### EXERCISE DIRECTIONS
What is needed here is every record, retyped without any change.

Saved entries
────────────────

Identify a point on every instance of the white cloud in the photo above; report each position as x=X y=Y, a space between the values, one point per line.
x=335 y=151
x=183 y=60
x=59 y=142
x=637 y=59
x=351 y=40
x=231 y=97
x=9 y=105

────────────────

### REPLY
Identify a point on every instance of the white cloud in the photo above; report each position as x=X y=Y, a space between the values, one point per line.
x=335 y=151
x=183 y=60
x=59 y=142
x=637 y=59
x=351 y=40
x=231 y=97
x=9 y=105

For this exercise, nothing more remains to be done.